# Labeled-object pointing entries
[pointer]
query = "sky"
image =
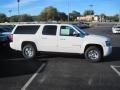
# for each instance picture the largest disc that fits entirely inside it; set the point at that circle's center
(34, 7)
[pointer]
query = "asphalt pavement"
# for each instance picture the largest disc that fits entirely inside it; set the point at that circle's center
(62, 71)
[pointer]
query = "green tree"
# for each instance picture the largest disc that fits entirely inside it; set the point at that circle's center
(48, 14)
(88, 12)
(3, 18)
(74, 15)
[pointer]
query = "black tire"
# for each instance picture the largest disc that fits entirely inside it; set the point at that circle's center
(29, 51)
(93, 54)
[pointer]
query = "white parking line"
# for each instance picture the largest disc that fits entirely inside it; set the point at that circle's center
(32, 78)
(114, 68)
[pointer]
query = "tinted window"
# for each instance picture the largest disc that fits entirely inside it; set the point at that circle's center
(49, 30)
(66, 31)
(27, 29)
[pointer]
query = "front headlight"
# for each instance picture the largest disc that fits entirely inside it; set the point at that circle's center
(108, 43)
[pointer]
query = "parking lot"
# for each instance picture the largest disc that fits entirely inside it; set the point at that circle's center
(62, 71)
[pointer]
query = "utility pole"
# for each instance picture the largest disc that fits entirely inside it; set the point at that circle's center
(10, 12)
(119, 16)
(18, 1)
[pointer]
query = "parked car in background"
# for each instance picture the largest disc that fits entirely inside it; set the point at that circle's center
(116, 28)
(5, 33)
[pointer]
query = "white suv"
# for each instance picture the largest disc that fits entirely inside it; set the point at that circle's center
(67, 38)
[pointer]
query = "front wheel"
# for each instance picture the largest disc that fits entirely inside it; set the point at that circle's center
(29, 51)
(93, 54)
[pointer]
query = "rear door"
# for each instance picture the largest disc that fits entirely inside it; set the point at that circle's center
(68, 40)
(48, 38)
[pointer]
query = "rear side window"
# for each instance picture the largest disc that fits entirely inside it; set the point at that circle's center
(49, 30)
(27, 29)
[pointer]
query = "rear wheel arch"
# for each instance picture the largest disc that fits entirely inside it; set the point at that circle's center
(93, 52)
(28, 42)
(95, 45)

# EXERCISE TASK
In the copy, include all records verbatim but no images.

# TASK OUTPUT
[pointer]
query = "sky"
image =
# for each instance picture the largest disc that fits entirely inside it; set the point at that circle's center
(34, 7)
[pointer]
query = "asphalt pavement"
# for each instance picture the largest disc that fits entirely inside it; set the point at that circle's center
(62, 71)
[pointer]
query = "green tree"
# for each instance picture the largest disc that fits entirely inside it; set the point at that circle's center
(48, 14)
(88, 12)
(3, 18)
(74, 15)
[pointer]
query = "black tire"
# for each instance picture the largest disc that fits entirely inside it; set the point at that circle's center
(29, 51)
(93, 54)
[pointer]
query = "white parking line"
# for each instance picture the largest disc that fits entirely inside it; set the point at that circle's center
(32, 78)
(114, 68)
[pointer]
query = "tinted window"
# for each instance picture the largest disc that fits entirely inside it; set the point at that circle's center
(49, 30)
(66, 31)
(27, 29)
[pointer]
query = "front headlight"
# for each instance picture the largest disc that fits entirely inside it; set the point at that circle's center
(108, 43)
[pointer]
query = "parking lot"
# for each instance picture the largest disc that fits entirely inside it; set the point at that circle's center
(62, 71)
[pointer]
query = "utility pole"
# for each instance picture the largest disc that fits entirely inside it; set the point at that circle's center
(10, 12)
(119, 16)
(18, 1)
[pointer]
query = "parked car in background"
# for each instance picture the largest disc that fits entirely inside it; set the point at that circle's center
(116, 28)
(5, 33)
[pointer]
query = "white suv"
# for each instance picture the largest disc that fits entirely inside it; set the point at that circle's center
(67, 38)
[pointer]
query = "front wheel"
# for each instance picture the largest disc that fits entirely inside it; set the point at that circle's center
(29, 51)
(93, 54)
[pointer]
query = "rear door"
# for each instance picture the largest disc that fits entirely inside it; set the point at that circle's center
(68, 40)
(48, 38)
[pointer]
query = "rear side window"
# for each instance picture the largest disc that fits entirely inside it; set the point at that circle's center
(49, 30)
(27, 29)
[pointer]
query = "rear wheel arch"
# for each instance picture the largest disc that fits entirely inside it; set the point at that circle's center
(93, 52)
(28, 42)
(95, 45)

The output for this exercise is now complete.